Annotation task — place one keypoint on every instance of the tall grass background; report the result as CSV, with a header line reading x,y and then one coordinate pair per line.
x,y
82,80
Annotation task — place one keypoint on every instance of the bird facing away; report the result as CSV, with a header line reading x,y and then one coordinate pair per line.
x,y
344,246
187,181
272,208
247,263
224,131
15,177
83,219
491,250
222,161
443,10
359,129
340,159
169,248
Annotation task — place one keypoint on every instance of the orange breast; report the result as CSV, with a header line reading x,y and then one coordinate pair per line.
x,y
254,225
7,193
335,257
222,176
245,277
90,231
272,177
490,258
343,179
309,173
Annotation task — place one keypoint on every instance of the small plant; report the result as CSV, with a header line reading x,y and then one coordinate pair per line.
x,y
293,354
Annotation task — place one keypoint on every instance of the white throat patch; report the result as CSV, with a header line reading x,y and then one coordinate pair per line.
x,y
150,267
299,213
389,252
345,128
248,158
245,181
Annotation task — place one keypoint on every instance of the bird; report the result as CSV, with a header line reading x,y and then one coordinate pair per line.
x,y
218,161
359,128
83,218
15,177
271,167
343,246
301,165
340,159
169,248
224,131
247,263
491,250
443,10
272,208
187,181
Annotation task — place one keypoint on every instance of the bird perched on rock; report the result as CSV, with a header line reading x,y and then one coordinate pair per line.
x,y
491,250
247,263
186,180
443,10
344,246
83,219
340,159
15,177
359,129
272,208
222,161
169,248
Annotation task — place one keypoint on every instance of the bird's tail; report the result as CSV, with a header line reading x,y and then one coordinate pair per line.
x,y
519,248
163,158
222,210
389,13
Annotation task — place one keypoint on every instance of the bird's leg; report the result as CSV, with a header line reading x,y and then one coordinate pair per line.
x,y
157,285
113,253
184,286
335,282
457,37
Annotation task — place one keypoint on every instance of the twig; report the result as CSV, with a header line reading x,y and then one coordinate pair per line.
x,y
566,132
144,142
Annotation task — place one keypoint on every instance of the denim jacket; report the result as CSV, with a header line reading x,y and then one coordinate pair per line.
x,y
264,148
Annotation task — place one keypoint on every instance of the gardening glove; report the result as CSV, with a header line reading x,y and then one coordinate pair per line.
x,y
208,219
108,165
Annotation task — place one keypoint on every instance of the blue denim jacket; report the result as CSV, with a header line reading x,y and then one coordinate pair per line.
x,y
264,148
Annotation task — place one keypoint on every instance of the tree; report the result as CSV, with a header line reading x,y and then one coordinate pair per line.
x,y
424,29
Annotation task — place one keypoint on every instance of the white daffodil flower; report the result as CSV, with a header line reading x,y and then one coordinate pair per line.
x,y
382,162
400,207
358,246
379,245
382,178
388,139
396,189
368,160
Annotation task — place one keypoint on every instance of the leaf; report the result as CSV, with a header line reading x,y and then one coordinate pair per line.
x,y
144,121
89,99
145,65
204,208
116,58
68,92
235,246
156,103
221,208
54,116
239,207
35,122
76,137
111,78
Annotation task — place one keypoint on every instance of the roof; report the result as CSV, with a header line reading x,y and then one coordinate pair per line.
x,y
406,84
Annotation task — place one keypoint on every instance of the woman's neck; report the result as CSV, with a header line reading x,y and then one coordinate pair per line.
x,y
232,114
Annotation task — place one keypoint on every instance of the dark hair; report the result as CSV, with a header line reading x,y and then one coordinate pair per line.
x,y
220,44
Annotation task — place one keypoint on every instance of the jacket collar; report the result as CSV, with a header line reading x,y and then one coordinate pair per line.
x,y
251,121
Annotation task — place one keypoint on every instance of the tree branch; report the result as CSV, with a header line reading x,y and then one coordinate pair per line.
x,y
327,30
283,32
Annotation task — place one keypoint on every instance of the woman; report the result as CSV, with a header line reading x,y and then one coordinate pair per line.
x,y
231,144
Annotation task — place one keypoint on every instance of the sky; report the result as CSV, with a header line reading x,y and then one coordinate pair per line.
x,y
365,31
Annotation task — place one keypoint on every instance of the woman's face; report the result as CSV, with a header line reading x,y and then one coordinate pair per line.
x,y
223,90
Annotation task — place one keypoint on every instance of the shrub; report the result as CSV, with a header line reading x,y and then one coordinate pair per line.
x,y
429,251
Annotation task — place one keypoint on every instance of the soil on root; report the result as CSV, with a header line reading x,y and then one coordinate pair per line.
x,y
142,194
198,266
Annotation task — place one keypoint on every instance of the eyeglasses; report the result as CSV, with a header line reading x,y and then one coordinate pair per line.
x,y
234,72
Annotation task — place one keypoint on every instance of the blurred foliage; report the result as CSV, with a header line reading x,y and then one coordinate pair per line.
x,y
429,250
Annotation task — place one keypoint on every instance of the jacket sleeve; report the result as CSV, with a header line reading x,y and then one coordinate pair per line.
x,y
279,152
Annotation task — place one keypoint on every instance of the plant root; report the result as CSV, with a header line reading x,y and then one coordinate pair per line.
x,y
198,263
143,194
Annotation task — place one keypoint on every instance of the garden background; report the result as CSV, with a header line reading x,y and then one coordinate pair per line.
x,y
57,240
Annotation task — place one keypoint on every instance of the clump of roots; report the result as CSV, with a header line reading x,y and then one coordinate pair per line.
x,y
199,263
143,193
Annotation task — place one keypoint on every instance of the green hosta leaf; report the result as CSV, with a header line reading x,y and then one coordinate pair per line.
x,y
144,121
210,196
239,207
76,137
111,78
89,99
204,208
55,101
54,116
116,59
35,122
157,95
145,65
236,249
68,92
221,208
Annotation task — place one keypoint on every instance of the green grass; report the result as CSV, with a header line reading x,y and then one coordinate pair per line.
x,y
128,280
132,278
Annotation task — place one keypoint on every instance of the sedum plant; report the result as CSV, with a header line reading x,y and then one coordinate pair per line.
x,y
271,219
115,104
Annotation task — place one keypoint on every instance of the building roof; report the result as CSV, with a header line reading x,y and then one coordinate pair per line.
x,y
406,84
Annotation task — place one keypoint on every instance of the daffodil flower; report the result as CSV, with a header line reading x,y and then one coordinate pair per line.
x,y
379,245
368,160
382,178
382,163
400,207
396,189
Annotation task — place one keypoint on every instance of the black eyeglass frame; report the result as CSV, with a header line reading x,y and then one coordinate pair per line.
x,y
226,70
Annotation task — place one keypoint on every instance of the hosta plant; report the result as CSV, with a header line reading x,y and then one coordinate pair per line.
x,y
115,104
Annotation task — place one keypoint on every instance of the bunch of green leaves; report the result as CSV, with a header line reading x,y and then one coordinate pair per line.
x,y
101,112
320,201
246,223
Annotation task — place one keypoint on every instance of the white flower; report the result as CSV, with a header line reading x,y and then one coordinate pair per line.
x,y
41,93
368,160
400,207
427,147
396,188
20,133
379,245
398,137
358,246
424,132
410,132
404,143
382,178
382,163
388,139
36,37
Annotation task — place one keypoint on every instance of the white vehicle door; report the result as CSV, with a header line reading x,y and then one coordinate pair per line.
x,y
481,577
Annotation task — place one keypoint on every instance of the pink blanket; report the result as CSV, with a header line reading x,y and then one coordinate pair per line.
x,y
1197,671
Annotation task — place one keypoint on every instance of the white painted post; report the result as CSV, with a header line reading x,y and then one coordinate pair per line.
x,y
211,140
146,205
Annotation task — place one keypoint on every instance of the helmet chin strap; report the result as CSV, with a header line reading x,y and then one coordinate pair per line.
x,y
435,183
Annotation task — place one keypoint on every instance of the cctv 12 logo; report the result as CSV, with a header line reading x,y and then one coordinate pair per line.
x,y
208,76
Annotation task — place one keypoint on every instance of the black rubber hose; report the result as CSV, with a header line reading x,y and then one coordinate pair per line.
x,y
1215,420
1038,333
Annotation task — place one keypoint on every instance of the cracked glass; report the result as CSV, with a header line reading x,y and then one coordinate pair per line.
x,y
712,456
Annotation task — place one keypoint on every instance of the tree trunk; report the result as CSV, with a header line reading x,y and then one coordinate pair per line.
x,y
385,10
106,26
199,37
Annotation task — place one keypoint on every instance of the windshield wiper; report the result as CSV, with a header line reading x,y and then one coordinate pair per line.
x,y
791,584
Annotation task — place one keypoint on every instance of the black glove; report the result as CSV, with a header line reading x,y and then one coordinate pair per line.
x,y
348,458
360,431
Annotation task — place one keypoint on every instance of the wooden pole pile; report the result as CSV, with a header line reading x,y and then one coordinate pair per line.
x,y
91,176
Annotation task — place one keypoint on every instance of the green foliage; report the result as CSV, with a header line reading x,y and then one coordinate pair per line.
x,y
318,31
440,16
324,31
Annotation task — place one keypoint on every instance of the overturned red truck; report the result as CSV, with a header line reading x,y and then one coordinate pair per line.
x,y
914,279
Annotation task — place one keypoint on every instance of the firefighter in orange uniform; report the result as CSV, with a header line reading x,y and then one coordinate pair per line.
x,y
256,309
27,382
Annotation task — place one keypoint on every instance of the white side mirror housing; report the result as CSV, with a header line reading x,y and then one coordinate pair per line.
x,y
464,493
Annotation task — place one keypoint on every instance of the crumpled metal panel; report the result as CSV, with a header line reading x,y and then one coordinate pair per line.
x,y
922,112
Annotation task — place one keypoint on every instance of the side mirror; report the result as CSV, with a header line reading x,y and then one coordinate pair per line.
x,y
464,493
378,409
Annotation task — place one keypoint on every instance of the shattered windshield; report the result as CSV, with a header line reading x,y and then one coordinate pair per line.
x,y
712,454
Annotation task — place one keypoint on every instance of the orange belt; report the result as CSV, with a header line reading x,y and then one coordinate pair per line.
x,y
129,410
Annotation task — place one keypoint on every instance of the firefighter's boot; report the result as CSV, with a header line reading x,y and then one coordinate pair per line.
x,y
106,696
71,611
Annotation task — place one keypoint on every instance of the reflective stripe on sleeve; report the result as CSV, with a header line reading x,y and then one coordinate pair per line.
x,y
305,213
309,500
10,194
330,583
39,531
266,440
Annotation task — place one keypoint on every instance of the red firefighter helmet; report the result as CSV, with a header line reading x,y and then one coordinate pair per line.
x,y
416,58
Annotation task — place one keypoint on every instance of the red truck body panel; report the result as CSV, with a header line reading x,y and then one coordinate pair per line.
----
● What is needed
Your task is to write out the lines from the one with "of the side" through the end of the records, exactly and with nothing added.

● Expected answer
Annotation task — place one keypoint on every instance of the side mirror; report the result as CSV, with a header line reading x,y and then one coordinate pair per line.
x,y
464,493
378,409
Annotation task — place one keypoint on every instance of the shattered windshield; report the result as CSV, with a header line reading x,y and then one coordinate pair per line.
x,y
712,454
Annotation task — place one keypoint on every instance of the orange belt; report the result as CSV, with a header line reading x,y and then one coordinate pair per line.
x,y
129,410
Annotation task — place one keypoint on every instance of the firefighter's boot; report the result as CSV, with a header line reading x,y and then one coordinate pair per line.
x,y
106,696
71,611
Annotation task — place one keypoint on every instance of the reflective stripe on sleeve; report the result as CSV, with a header line reading x,y and then one coordinate pair per line.
x,y
305,213
309,500
10,194
330,583
39,531
266,440
Annotation task — place one keypoint on every instance of the red firefighter helmet; report the result as CSV, with a header line reading x,y and then one coordinate pair per line.
x,y
416,58
Annotation task — place one keypoint on every instance of the red truck body panel; report the result as CSV, with a header line reading x,y and then one coordinate pair per line.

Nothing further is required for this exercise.